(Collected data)

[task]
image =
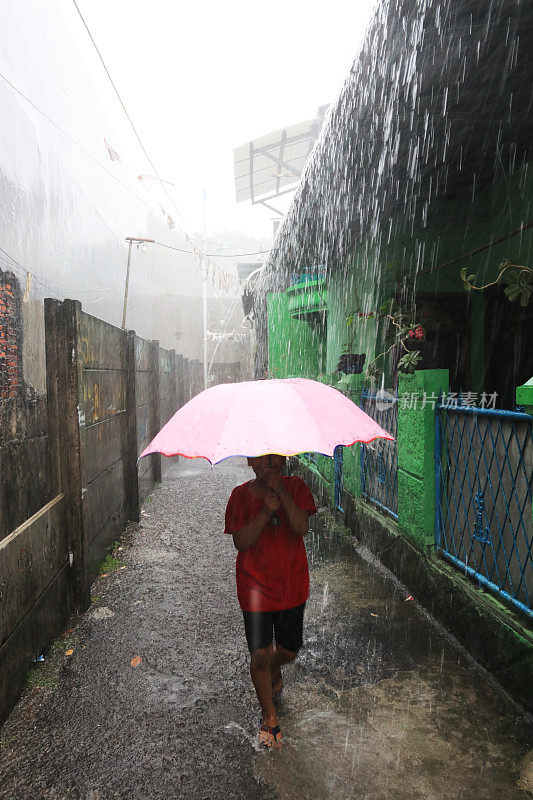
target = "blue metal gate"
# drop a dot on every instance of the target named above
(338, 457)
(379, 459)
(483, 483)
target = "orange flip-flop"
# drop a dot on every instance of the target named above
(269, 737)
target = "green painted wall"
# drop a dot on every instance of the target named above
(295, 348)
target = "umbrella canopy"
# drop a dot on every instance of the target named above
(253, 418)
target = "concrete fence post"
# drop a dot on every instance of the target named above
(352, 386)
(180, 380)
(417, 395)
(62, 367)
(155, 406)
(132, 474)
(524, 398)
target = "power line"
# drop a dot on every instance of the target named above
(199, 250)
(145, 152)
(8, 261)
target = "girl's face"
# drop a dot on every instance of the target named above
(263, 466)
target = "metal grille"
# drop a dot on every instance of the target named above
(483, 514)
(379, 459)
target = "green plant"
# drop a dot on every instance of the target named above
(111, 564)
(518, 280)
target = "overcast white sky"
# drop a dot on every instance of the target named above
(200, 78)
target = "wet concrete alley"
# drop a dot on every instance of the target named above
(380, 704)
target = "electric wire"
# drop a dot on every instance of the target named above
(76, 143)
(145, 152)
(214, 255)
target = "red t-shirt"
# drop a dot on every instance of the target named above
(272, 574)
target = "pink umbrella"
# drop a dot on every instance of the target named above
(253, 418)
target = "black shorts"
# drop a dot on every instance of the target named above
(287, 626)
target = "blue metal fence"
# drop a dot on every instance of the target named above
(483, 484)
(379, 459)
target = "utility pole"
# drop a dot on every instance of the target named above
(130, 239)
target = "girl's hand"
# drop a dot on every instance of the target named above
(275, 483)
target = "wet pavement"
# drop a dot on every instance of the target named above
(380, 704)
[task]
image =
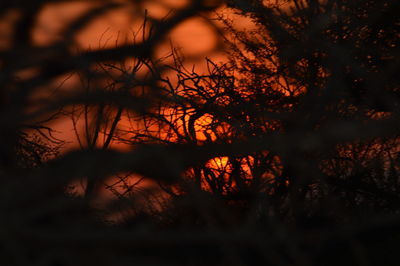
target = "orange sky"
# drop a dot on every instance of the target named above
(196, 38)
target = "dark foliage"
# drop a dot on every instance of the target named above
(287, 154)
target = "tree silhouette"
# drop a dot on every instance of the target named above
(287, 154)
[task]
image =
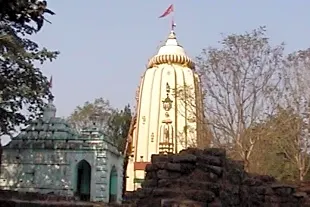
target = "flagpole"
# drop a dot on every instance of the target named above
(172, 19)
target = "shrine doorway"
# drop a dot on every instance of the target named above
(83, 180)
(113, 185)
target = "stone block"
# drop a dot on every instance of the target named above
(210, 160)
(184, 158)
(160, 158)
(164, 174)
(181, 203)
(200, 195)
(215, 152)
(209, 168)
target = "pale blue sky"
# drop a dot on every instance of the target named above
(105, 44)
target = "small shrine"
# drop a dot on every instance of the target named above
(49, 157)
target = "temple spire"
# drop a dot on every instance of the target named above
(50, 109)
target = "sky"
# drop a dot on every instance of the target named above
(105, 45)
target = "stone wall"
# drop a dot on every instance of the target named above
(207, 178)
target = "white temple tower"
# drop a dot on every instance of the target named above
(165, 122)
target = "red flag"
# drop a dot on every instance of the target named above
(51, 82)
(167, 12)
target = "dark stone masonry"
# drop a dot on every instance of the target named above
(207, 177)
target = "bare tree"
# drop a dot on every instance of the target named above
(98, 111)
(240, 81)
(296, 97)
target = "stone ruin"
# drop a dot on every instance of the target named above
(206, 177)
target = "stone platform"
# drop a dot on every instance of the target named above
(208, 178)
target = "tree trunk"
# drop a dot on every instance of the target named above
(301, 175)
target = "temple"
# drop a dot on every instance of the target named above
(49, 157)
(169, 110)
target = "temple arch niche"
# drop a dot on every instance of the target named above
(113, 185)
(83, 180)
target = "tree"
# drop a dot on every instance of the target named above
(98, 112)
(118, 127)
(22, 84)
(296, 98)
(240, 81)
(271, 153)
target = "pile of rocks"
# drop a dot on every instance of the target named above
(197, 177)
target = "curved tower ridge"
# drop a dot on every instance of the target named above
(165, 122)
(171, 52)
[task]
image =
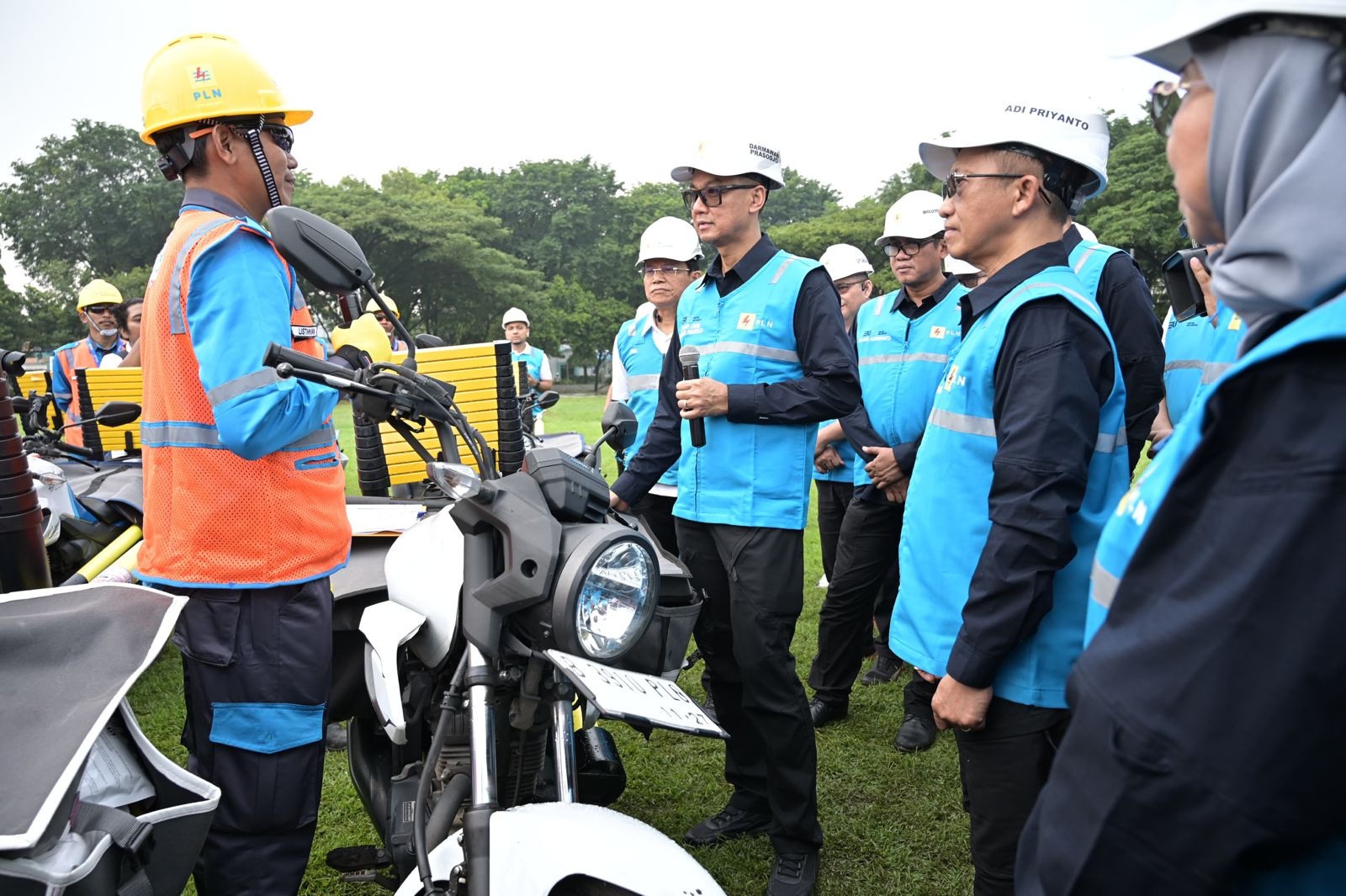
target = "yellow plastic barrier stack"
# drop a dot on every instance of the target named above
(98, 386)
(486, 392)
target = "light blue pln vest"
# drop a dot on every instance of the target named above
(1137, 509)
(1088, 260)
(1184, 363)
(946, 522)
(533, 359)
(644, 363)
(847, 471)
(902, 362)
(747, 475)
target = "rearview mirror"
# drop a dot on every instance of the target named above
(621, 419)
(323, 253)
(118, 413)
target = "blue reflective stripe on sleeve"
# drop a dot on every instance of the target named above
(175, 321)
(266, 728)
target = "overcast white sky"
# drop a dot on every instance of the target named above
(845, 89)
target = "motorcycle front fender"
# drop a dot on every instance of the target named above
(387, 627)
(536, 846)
...
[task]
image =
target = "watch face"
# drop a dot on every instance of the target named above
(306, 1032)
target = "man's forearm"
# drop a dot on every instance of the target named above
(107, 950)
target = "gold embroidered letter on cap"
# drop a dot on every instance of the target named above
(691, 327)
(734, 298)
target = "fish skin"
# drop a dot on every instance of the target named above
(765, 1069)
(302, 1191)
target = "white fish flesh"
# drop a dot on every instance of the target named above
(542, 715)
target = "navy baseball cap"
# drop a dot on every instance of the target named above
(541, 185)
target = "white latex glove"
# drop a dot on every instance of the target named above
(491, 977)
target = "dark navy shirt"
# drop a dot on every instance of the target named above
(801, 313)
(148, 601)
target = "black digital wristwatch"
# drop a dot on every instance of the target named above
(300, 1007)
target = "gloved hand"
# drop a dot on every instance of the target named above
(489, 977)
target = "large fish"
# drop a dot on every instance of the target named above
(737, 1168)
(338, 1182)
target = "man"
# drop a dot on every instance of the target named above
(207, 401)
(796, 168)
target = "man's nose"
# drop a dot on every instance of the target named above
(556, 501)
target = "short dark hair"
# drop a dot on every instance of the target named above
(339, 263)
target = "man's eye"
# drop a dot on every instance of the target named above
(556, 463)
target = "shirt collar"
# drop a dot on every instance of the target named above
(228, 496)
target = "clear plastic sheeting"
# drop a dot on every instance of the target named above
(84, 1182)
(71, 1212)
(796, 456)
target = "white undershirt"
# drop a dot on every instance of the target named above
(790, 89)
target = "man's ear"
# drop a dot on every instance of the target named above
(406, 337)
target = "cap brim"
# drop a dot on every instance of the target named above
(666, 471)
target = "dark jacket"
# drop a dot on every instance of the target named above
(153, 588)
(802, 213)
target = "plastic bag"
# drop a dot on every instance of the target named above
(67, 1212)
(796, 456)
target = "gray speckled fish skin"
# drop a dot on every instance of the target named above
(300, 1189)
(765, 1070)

### About this task
What is the number of lines above that hold the string "orange"? Answer with that number alone.

### Result of this task
2